Saved data entries:
* * *

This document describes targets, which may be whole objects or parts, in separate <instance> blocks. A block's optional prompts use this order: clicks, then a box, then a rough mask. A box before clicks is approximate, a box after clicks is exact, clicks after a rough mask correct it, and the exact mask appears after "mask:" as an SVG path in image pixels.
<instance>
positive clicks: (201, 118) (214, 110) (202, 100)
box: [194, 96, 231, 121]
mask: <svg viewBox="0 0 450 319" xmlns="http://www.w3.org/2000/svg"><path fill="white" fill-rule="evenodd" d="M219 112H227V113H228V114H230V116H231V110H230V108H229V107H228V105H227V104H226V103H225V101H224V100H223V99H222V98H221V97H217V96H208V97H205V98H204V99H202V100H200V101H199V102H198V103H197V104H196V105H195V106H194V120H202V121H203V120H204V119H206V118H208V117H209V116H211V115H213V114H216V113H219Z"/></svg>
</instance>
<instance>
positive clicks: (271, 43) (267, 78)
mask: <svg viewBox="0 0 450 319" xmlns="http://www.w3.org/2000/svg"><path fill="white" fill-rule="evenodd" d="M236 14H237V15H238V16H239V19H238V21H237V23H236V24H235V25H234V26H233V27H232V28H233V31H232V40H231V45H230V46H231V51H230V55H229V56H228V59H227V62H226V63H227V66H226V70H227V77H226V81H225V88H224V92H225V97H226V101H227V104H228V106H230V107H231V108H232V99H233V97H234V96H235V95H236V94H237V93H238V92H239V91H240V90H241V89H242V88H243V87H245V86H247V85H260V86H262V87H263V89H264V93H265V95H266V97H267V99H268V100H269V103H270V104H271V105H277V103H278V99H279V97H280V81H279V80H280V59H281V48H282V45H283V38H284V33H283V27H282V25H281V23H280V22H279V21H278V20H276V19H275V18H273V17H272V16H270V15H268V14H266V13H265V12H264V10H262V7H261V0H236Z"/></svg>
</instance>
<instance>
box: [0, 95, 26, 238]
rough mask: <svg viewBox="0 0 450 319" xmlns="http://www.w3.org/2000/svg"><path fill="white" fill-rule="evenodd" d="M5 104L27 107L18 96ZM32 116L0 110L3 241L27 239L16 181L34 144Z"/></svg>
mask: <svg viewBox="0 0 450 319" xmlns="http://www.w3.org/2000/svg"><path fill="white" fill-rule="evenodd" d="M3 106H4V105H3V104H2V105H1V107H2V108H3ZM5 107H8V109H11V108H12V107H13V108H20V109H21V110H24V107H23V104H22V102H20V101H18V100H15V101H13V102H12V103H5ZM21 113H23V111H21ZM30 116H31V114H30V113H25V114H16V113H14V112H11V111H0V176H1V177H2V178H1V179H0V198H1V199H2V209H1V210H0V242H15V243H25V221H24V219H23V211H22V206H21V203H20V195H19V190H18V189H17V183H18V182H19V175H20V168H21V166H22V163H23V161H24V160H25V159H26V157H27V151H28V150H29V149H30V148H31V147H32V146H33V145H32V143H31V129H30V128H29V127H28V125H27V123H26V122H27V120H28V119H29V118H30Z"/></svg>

* * *

EXERCISE GOAL:
Type out every record above once more, exactly.

PROBLEM SOLUTION:
This document describes targets, which may be whole objects or parts, in separate <instance> blocks. A block's optional prompts use this order: clicks, then a box, then a rough mask. A box before clicks is approximate, a box after clicks is exact, clicks after a rough mask correct it, and the exact mask appears after "mask:" as an SVG path in image pixels.
<instance>
positive clicks: (201, 118) (214, 110) (202, 100)
box: [194, 96, 231, 121]
mask: <svg viewBox="0 0 450 319" xmlns="http://www.w3.org/2000/svg"><path fill="white" fill-rule="evenodd" d="M219 112H227V113H228V114H230V116H231V110H230V108H229V107H228V105H227V104H226V103H225V101H224V100H223V99H222V98H221V97H217V96H208V97H205V98H204V99H202V100H200V101H199V102H198V103H197V104H196V105H195V106H194V120H202V121H203V120H204V119H206V118H208V117H209V116H211V115H213V114H216V113H219Z"/></svg>
</instance>
<instance>
positive clicks: (271, 43) (267, 78)
mask: <svg viewBox="0 0 450 319" xmlns="http://www.w3.org/2000/svg"><path fill="white" fill-rule="evenodd" d="M236 14H237V15H238V16H239V19H238V21H237V23H236V24H235V25H234V26H233V27H232V28H233V31H232V40H231V45H230V46H231V51H230V55H229V56H228V59H227V62H226V63H227V66H226V70H227V77H226V81H225V88H224V92H225V97H226V101H227V104H228V106H230V107H231V108H232V99H233V97H234V96H235V95H236V94H237V93H238V92H239V91H240V90H241V89H242V88H243V87H245V86H247V85H260V86H262V87H263V89H264V93H265V95H266V97H267V99H268V100H269V103H270V104H271V105H277V103H278V99H279V97H280V81H279V80H280V59H281V48H282V45H283V38H284V33H283V27H282V25H281V23H280V22H279V21H278V20H276V19H275V18H273V17H272V16H270V15H268V14H266V13H265V12H264V10H262V7H261V0H236Z"/></svg>
</instance>
<instance>
box: [0, 95, 26, 238]
rough mask: <svg viewBox="0 0 450 319" xmlns="http://www.w3.org/2000/svg"><path fill="white" fill-rule="evenodd" d="M5 104L27 107L18 96ZM32 116L0 110L3 241L27 239L16 181L34 144Z"/></svg>
mask: <svg viewBox="0 0 450 319" xmlns="http://www.w3.org/2000/svg"><path fill="white" fill-rule="evenodd" d="M3 106H4V105H3V104H2V105H1V107H2V108H3ZM5 107H8V109H11V108H12V107H13V108H20V109H21V110H24V107H23V104H22V102H20V101H18V100H15V101H13V102H12V103H5ZM21 113H23V111H21ZM30 116H31V114H30V113H25V114H16V113H14V112H11V111H0V176H1V177H2V178H1V179H0V198H1V199H2V209H1V210H0V242H15V243H25V221H24V219H23V211H22V206H21V203H20V195H19V190H18V189H17V183H18V182H19V175H20V168H21V166H22V163H23V161H24V160H25V159H26V157H27V151H28V150H29V149H30V148H31V147H32V146H33V145H32V143H31V129H30V128H29V127H28V125H27V123H26V122H27V120H28V119H29V118H30Z"/></svg>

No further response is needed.